Exercises:
**a)** Duplicate a passage from the wavefront sensor description, starting at "Applications" and ending at "operation at 193 nm?".
**b)** Decide whether each statement agrees with the wavefront sensor description, answering yes or no and quoting the words that settle it: (i) Generated reports embed the operator ID. (ii) Raw interferograms are kept in a proprietary vendor format. (iii) The Python API is named pyPhasics.
**c)** Resume the wavefront sensor description after its last line.

Software & Data Management
The sensor operates with Phasics’ proprietary QWLS 360° software suite (v6.2+), which provides real-time Zernike decomposition, PV/RMS wavefront error reporting, M² estimation, Strehl ratio calculation, and ISO-compliant surface irregularity mapping. All processing modules support batch analysis, scripting via Python API (pyPhasics), and automated report generation in PDF/HTML with embedded timestamps, operator ID, and instrument configuration logs. Raw interferograms and reconstructed phase maps are stored with full metadata (exposure time, gain, wavelength, temperature) in vendor-neutral HDF5 containers—ensuring long-term archival integrity and third-party interoperability with MATLAB, Python (SciPy, OpenCV), and LabVIEW.
Applications
- Laser beam quality assessment for DUV lithography tools and ultrafast UV amplifiers
- In-situ wavefront monitoring during EUV mirror coating development and ion-beam figuring validation
- Quantitative surface topography of fused silica optics, CaF₂ lenses, and multilayer EUV mirrors
- Adaptive optics correction loop feedback for UV astronomy instrumentation and free-space quantum communication terminals
- Phase-contrast microscopy enhancement in label-free biological imaging using UV-excited autofluorescence
- Plasma diagnostics via UV interferometry in fusion research (e.g., tokamak edge plasma density profiling at 30.4 nm He II line)
FAQ
What is the minimum required irradiance for reliable operation at 193 nm?

Data section:
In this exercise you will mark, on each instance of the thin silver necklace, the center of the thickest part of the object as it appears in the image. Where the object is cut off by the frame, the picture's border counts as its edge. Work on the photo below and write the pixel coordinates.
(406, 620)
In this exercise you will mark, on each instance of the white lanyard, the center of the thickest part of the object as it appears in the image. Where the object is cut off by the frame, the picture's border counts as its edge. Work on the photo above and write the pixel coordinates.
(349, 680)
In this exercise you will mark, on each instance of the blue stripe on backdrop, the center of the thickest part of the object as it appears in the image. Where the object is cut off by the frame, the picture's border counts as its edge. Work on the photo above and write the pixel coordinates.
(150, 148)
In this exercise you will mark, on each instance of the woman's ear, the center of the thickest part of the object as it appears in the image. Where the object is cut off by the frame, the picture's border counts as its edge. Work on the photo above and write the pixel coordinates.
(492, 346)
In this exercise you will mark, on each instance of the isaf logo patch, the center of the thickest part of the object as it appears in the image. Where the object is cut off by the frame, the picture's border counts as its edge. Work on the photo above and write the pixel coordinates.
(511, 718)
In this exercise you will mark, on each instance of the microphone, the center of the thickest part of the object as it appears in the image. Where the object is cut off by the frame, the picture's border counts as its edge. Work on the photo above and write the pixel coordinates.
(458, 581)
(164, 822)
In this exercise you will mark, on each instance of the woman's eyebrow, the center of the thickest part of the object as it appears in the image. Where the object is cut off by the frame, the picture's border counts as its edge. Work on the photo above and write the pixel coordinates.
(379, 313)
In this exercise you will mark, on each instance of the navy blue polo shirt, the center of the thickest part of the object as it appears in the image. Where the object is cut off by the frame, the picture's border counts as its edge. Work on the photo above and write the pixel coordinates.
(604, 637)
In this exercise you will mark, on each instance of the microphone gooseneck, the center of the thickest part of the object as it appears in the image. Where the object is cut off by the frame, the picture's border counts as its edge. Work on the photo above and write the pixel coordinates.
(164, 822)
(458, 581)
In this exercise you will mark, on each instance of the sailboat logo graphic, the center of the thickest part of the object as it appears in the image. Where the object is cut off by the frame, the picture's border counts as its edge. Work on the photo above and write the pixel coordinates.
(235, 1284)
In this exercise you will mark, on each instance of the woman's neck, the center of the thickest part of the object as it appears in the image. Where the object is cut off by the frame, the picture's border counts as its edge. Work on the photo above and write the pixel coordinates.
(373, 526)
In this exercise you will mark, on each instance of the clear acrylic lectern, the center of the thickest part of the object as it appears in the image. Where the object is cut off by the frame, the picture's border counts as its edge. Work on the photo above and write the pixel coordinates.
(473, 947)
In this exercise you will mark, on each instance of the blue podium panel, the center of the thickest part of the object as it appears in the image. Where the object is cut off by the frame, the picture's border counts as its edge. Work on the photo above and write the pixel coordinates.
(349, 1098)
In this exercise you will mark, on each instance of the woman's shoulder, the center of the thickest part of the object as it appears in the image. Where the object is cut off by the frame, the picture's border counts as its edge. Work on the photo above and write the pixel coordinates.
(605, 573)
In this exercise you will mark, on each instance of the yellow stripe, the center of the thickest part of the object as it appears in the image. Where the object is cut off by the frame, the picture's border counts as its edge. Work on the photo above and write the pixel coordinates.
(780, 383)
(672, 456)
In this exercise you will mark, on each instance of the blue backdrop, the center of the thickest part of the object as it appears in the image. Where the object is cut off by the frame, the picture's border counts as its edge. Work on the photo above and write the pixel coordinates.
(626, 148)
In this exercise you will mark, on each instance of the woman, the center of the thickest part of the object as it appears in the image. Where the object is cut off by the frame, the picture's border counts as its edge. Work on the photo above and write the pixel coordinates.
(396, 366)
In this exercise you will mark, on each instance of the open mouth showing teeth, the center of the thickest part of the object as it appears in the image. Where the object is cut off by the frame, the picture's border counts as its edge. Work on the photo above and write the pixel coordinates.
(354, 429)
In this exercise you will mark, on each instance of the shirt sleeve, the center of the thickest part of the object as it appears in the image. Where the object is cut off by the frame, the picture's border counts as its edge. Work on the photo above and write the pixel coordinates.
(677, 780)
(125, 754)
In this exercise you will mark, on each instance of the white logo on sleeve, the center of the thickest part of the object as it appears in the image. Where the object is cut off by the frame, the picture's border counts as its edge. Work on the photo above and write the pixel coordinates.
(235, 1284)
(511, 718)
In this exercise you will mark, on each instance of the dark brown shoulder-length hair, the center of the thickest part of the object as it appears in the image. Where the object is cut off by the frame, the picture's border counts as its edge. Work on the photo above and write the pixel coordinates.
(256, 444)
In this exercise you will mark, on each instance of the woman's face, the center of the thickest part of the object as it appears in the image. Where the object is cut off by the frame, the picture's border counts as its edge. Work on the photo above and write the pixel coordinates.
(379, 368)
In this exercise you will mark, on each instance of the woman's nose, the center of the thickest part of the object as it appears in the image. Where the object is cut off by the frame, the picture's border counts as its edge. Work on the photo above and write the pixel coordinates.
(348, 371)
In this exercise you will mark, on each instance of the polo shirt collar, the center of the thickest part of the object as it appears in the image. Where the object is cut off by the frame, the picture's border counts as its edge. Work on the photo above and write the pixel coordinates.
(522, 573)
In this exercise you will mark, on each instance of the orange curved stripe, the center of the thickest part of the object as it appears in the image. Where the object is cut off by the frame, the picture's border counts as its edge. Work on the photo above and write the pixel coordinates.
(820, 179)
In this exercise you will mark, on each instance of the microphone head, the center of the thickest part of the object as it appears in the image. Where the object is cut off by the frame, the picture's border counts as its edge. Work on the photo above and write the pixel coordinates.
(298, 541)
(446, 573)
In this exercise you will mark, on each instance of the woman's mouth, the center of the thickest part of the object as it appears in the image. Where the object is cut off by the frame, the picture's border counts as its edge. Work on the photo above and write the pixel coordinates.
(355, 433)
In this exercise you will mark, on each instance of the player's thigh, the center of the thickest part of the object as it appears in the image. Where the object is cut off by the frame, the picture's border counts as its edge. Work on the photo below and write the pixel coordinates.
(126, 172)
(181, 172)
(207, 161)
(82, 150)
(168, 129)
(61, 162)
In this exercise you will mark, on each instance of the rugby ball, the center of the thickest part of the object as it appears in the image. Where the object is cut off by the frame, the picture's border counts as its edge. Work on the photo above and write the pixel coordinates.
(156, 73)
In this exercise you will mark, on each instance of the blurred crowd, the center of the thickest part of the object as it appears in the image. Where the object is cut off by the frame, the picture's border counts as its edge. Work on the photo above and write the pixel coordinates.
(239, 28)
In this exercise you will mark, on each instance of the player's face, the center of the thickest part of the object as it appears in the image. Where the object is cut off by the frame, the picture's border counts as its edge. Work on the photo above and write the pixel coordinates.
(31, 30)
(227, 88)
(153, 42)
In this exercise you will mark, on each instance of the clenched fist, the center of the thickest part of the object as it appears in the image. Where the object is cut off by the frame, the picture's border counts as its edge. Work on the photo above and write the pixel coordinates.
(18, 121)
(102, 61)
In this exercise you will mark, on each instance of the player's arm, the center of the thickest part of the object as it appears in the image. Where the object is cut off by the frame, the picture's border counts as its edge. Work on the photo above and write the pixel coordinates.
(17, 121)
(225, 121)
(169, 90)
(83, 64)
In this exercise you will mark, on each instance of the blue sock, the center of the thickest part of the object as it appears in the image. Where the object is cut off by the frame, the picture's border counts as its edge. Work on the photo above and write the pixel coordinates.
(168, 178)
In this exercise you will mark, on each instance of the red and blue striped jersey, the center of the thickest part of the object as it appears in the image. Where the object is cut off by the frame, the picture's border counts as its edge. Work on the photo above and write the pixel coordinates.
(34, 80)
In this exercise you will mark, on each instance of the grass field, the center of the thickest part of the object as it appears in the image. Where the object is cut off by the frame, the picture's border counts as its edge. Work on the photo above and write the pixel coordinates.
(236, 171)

Answers for this exercise:
**a)**
Applications
- Laser beam quality assessment for DUV lithography tools and ultrafast UV amplifiers
- In-situ wavefront monitoring during EUV mirror coating development and ion-beam figuring validation
- Quantitative surface topography of fused silica optics, CaF₂ lenses, and multilayer EUV mirrors
- Adaptive optics correction loop feedback for UV astronomy instrumentation and free-space quantum communication terminals
- Phase-contrast microscopy enhancement in label-free biological imaging using UV-excited autofluorescence
- Plasma diagnostics via UV interferometry in fusion research (e.g., tokamak edge plasma density profiling at 30.4 nm He II line)
FAQ
What is the minimum required irradiance for reliable operation at 193 nm?

**b)**
(i) Yes: "automated report generation in PDF/HTML with embedded timestamps, operator ID, and instrument configuration logs"
(ii) No: "stored with full metadata (exposure time, gain, wavelength, temperature) in vendor-neutral HDF5 containers"
(iii) Yes: "scripting via Python API (pyPhasics)"

**c)**
At 193 nm, stable operation requires ≥5 µJ/cm² per frame for optimal SNR; lower fluences are supported with frame averaging or extended exposure (software-limited to 1 s max).
Can the SID4 UV-HR be mounted inside a UHV chamber?
Yes—the sensor housing is vacuum-compatible up to 10⁻⁶ mbar; optional CF-35 flange mounting kit and fiber-coupled UV illumination ports are available.
Does it support real-time Zernike fitting at full frame rate?
Zernike decomposition is performed offline or at ≤1 Hz in high-resolution mode; real-time centroid-based metrics (e.g., RMS, PV) are computed at 30 fps.
Is calibration transferable between different UV wavelengths?
Yes—achromatic design ensures calibration validity across 190–400 nm without re-characterization; only wavelength input must be updated in software.
How is thermal drift compensated during extended measurements?
Built-in temperature sensor feeds real-time corrections to the LTSI algorithm; long-term stability is validated at <0.5 nm/°C RMS phase drift over 8-hour sessions.